* Exercise instructions
Reproduce the listing below line for line, without the pictures.
— START OF Extracted material —
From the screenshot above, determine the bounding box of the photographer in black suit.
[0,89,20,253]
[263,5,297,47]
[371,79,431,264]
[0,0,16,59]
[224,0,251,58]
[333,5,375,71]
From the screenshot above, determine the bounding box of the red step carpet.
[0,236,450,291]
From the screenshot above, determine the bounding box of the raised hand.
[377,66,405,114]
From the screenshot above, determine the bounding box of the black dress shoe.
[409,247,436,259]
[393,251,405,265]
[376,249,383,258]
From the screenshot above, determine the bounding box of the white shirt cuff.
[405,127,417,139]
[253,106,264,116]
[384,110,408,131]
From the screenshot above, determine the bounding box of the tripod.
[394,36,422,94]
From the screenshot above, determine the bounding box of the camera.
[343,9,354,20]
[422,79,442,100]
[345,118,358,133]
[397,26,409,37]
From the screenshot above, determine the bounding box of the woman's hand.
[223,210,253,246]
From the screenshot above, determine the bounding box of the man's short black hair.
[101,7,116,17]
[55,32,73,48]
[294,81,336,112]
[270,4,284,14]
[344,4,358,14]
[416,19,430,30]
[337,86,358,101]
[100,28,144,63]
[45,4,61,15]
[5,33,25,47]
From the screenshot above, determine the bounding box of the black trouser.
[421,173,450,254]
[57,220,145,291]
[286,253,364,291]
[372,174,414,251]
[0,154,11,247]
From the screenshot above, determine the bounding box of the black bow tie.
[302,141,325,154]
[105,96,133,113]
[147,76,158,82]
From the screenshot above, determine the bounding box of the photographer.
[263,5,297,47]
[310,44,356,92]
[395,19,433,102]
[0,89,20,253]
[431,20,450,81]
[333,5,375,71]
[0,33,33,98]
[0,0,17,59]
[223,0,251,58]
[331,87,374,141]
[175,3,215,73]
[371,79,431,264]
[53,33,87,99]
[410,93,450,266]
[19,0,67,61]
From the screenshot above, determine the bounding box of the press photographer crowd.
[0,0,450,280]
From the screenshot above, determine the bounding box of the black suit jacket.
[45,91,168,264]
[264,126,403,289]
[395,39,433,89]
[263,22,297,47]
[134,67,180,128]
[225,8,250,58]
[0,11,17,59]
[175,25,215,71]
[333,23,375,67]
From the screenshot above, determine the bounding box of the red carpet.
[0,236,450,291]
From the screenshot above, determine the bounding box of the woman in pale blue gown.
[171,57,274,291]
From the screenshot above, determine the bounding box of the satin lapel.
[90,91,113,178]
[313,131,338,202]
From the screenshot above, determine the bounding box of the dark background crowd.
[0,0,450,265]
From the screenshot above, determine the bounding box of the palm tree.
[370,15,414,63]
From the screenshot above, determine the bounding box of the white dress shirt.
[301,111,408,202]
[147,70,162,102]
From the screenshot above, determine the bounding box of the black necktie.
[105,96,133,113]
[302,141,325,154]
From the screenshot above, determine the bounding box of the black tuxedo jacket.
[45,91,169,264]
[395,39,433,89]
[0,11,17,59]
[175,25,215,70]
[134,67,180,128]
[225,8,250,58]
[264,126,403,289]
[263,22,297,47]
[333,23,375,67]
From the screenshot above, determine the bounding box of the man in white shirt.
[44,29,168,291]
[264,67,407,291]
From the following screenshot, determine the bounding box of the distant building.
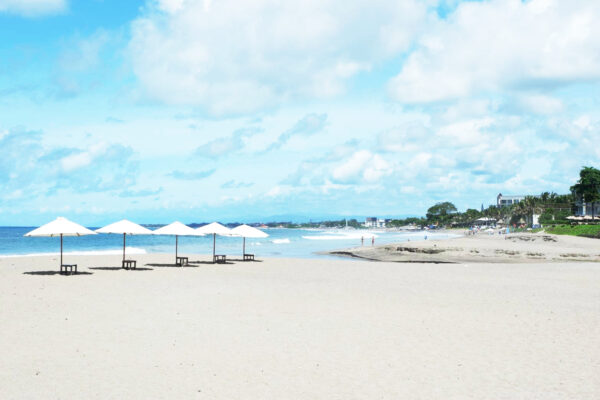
[365,217,391,228]
[496,193,526,208]
[575,199,600,217]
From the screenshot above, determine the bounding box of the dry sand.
[0,255,600,400]
[330,233,600,263]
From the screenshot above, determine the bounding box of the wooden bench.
[121,260,137,269]
[175,257,189,267]
[60,264,77,275]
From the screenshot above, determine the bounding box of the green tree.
[426,201,458,224]
[571,167,600,218]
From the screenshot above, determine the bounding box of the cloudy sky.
[0,0,600,225]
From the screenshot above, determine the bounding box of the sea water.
[0,227,452,258]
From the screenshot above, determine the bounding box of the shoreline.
[0,250,600,400]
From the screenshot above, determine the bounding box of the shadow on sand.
[23,271,93,276]
[190,260,235,265]
[89,267,152,271]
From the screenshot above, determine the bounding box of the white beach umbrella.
[152,221,204,263]
[96,219,152,261]
[24,217,96,266]
[196,222,231,261]
[231,225,269,254]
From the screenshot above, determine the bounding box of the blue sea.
[0,227,458,258]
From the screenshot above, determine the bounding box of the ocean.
[0,227,452,258]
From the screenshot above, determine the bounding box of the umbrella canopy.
[196,222,231,262]
[25,217,96,237]
[152,221,204,264]
[25,217,96,267]
[96,219,152,261]
[231,225,269,255]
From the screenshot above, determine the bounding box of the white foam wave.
[0,247,147,258]
[302,232,379,240]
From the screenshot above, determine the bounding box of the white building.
[496,193,526,208]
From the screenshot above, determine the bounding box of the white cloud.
[0,0,67,17]
[129,0,427,114]
[519,94,564,115]
[332,150,392,184]
[389,0,600,104]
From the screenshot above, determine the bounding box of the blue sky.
[0,0,600,225]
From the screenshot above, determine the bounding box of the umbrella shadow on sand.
[23,271,94,276]
[190,261,235,265]
[146,263,198,268]
[89,267,152,271]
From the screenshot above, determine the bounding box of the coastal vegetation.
[545,224,600,239]
[200,167,600,237]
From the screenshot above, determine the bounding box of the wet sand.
[328,233,600,263]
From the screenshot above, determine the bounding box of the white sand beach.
[329,232,600,263]
[0,254,600,399]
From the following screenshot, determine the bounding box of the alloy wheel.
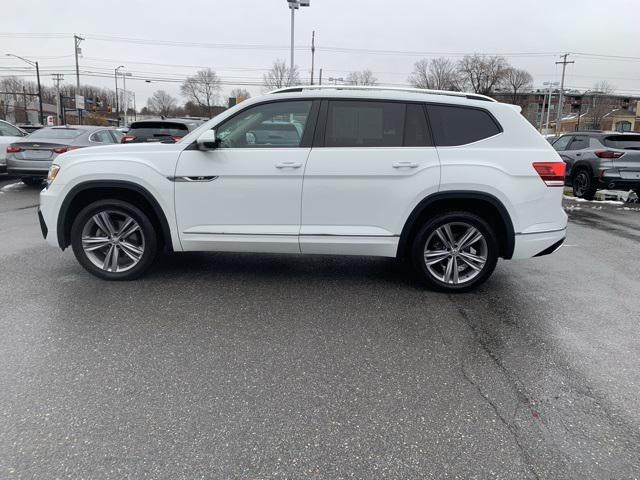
[573,172,589,197]
[82,210,145,273]
[424,222,489,285]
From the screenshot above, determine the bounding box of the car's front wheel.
[412,212,498,292]
[71,200,158,280]
[571,168,598,200]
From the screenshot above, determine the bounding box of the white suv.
[39,87,567,291]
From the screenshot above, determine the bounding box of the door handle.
[276,162,302,168]
[392,162,419,168]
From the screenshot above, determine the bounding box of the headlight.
[47,164,60,185]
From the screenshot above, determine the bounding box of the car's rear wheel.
[412,212,498,292]
[571,168,598,200]
[71,200,158,280]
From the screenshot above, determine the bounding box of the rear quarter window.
[603,135,640,150]
[427,105,502,147]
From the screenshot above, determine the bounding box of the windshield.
[29,128,82,139]
[603,135,640,150]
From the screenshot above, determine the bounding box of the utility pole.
[6,53,44,126]
[287,0,311,73]
[556,53,576,135]
[311,30,316,85]
[73,34,84,125]
[51,73,64,125]
[113,65,124,127]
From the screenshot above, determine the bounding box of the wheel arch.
[397,190,515,259]
[56,180,173,251]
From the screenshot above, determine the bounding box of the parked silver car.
[0,120,27,173]
[7,125,122,185]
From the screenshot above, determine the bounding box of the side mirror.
[196,130,219,150]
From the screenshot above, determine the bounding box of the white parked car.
[39,86,567,291]
[0,120,28,173]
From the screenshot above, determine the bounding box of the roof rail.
[269,85,496,102]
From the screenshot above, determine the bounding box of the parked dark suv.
[553,132,640,200]
[120,118,204,143]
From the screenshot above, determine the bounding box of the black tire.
[411,211,499,293]
[71,199,158,280]
[20,177,44,187]
[571,168,598,200]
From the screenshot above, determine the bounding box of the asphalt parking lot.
[0,180,640,479]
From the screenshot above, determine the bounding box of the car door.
[173,100,318,253]
[300,99,440,256]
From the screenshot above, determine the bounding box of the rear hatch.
[596,134,640,181]
[121,120,189,143]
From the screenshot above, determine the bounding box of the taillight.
[595,150,624,158]
[533,162,566,187]
[53,146,80,153]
— END OF Extracted material —
* Reply
From the screenshot above, determine the bounding box of the photographer in black suit.
[0,89,20,253]
[263,5,297,47]
[371,79,431,264]
[0,0,16,59]
[224,0,251,58]
[333,5,375,71]
From the screenshot above, determine the bounding box of the red step carpet.
[0,236,450,291]
From the screenshot above, determine the bounding box of the raised hand.
[377,66,405,114]
From the screenshot above, determine the bounding box of the black dress shoe.
[409,247,436,259]
[393,251,405,265]
[376,249,383,258]
From the screenshot above, determine the bounding box of the white shirt cuff.
[405,127,417,139]
[253,106,264,116]
[384,110,408,131]
From the screenshot above, determine the bounding box of the tripod.
[394,36,422,94]
From the screenshot above, determine the bounding box of the camera.
[343,9,354,20]
[422,79,442,100]
[345,118,358,133]
[397,26,409,37]
From the screenshot above, determine the bounding box of the woman's hand.
[223,210,253,246]
From the screenshot above, determine the bounding box of the man's short black hair.
[101,7,116,17]
[55,32,73,48]
[294,81,336,112]
[270,4,284,14]
[344,4,358,14]
[416,19,430,30]
[337,86,358,101]
[100,28,144,63]
[45,4,61,15]
[5,33,25,47]
From the screenshot above, determine the bounding box of the black trouser.
[421,173,450,254]
[57,220,145,291]
[286,253,364,291]
[372,174,414,251]
[0,154,11,247]
From the screenshot above, determine the bounding box of the black bow tie.
[302,141,325,154]
[105,96,133,113]
[147,76,158,82]
From the screenshot above, determine the bounding box of the photographer.
[263,5,297,47]
[310,44,356,92]
[395,19,433,102]
[0,89,20,253]
[431,20,450,81]
[333,5,375,71]
[0,33,33,98]
[0,0,17,59]
[223,0,251,58]
[331,87,374,141]
[175,3,215,73]
[371,79,431,264]
[53,33,87,99]
[410,93,450,266]
[19,0,67,61]
From the screenshot above, determine the bounding box of the press photographer crowd.
[0,0,450,280]
From the screenshot above, determine the bounding box of the black suit jacket.
[45,91,168,264]
[264,126,403,289]
[395,39,433,89]
[263,22,297,47]
[134,67,180,128]
[225,8,250,58]
[0,11,17,59]
[175,25,215,71]
[333,23,375,67]
From the screenshot above, determine the bounding box of the red carpet.
[0,236,450,291]
From the screenshot above, determine the bounding box of the woman in pale blue gown.
[171,57,274,291]
From the screenshot above, determine the bounding box of the satin lapel.
[90,91,113,178]
[313,131,338,202]
From the screenshot above, determine the bounding box of the dark background crowd.
[0,0,450,265]
From the screenshot above, determine the bounding box of the palm tree.
[370,15,414,63]
From the screenshot above, determine the bounding box of the white dress shirt.
[301,111,408,202]
[147,70,162,102]
From the screenshot above, determine the bounding box of the black necktie.
[105,96,133,113]
[302,141,325,154]
From the screenshot above, determine the bounding box of the black tuxedo jacket.
[45,91,169,264]
[395,39,433,89]
[0,11,17,59]
[175,25,215,70]
[134,67,180,128]
[225,8,250,58]
[264,126,403,289]
[263,22,297,47]
[333,23,375,67]
From the screenshot above, determine the bounding box of the man in white shirt.
[44,29,168,291]
[264,67,407,291]
From the following screenshot, determine the bounding box of the distant building.
[365,217,391,228]
[496,193,526,208]
[575,199,600,217]
From the screenshot above, determine the bounding box of the dry sand.
[0,255,600,400]
[330,233,600,263]
From the screenshot above, determine the bounding box of the wooden bench.
[121,260,137,269]
[175,257,189,267]
[60,264,77,275]
From the screenshot above, determine the bounding box of the green tree.
[426,201,458,224]
[571,167,600,218]
From the screenshot above, determine the bounding box of the cloudy sky.
[0,0,600,225]
From the screenshot above, determine the bounding box of the sea water.
[0,227,452,258]
From the screenshot above, determine the bounding box of the shoreline.
[0,250,600,400]
From the screenshot above, determine the bounding box of the shadow on sand.
[23,271,93,276]
[190,260,235,265]
[89,267,152,271]
From the screenshot above, determine the bounding box of the white beach umbrella.
[152,221,204,263]
[96,219,152,261]
[24,217,96,266]
[196,222,231,261]
[231,225,269,254]
From the screenshot above, determine the bounding box of the blue sea.
[0,227,458,258]
From the screenshot above, determine the bounding box of the ocean.
[0,227,452,258]
From the screenshot above, determine the bounding box of the umbrella canopy.
[196,222,231,262]
[25,217,96,237]
[152,221,204,264]
[25,217,96,267]
[96,219,152,261]
[231,225,269,255]
From the screenshot above, determine the bounding box of the white foam wave.
[0,247,147,258]
[302,232,379,240]
From the screenshot above, determine the bounding box of the white building.
[496,193,526,208]
From the screenshot above, determine the bounding box of the white cloud.
[0,0,67,17]
[129,0,427,114]
[519,94,564,115]
[332,150,392,184]
[389,0,600,104]
From the screenshot above, determine the bounding box of the blue sky.
[0,0,600,225]
From the screenshot above, determine the bounding box of the umbrella shadow on sand.
[23,271,94,276]
[190,261,235,265]
[146,263,198,268]
[89,267,152,271]
From the screenshot above, determine the bounding box of the coastal vegetation.
[545,224,600,239]
[200,167,600,237]
From the screenshot above, determine the bounding box of the wet sand.
[328,233,600,263]
From the screenshot above, determine the bounding box of the white sand beach.
[329,232,600,263]
[0,254,600,399]
From the following screenshot, determine the bounding box of the alloy wheel.
[573,172,589,197]
[82,210,145,273]
[424,222,489,285]
From the screenshot above, determine the bounding box of the car's front wheel.
[412,212,498,292]
[71,200,158,280]
[571,168,598,200]
From the screenshot above, determine the bounding box of the white suv.
[39,87,567,291]
From the screenshot above, determine the bounding box of the door handle.
[276,162,302,168]
[392,162,419,168]
From the screenshot above, determine the bounding box of the headlight.
[47,164,60,185]
From the screenshot above, determine the bounding box of the car's rear wheel.
[412,212,498,292]
[571,168,598,200]
[71,200,158,280]
From the screenshot above, determine the bounding box of the rear quarter window.
[603,135,640,150]
[427,105,502,147]
From the screenshot above, determine the bounding box of the windshield.
[29,128,82,139]
[603,135,640,150]
From the screenshot above, determine the bounding box of the utility pole.
[6,53,44,126]
[287,0,311,73]
[556,53,576,135]
[311,30,316,85]
[73,34,84,125]
[51,73,64,125]
[113,65,124,127]
From the screenshot above, determine the bounding box of the wheel arch.
[397,190,515,259]
[56,180,173,251]
From the screenshot above, determine the bounding box of the parked silver car.
[0,120,27,173]
[7,125,122,185]
From the screenshot above, determine the bounding box of the side mirror.
[196,130,219,150]
From the screenshot above, determine the bounding box of the white parked car.
[39,86,567,291]
[0,120,28,173]
From the screenshot above, determine the bounding box of the roof rail.
[269,85,496,102]
From the screenshot above, determine the bounding box of the parked dark suv.
[553,132,640,200]
[120,118,204,143]
From the screenshot above, determine the bounding box of the black tire.
[411,211,499,293]
[71,199,158,280]
[20,177,44,187]
[571,168,598,200]
From the screenshot above, determine the bounding box of the asphalt parking lot.
[0,180,640,479]
From the screenshot above, determine the bounding box of the car door.
[173,100,318,253]
[300,99,440,256]
From the screenshot above, determine the bounding box of the rear hatch.
[596,134,640,181]
[121,120,189,143]
From the screenshot above, determine the bounding box of the taillight.
[595,150,624,158]
[533,162,566,187]
[53,146,80,153]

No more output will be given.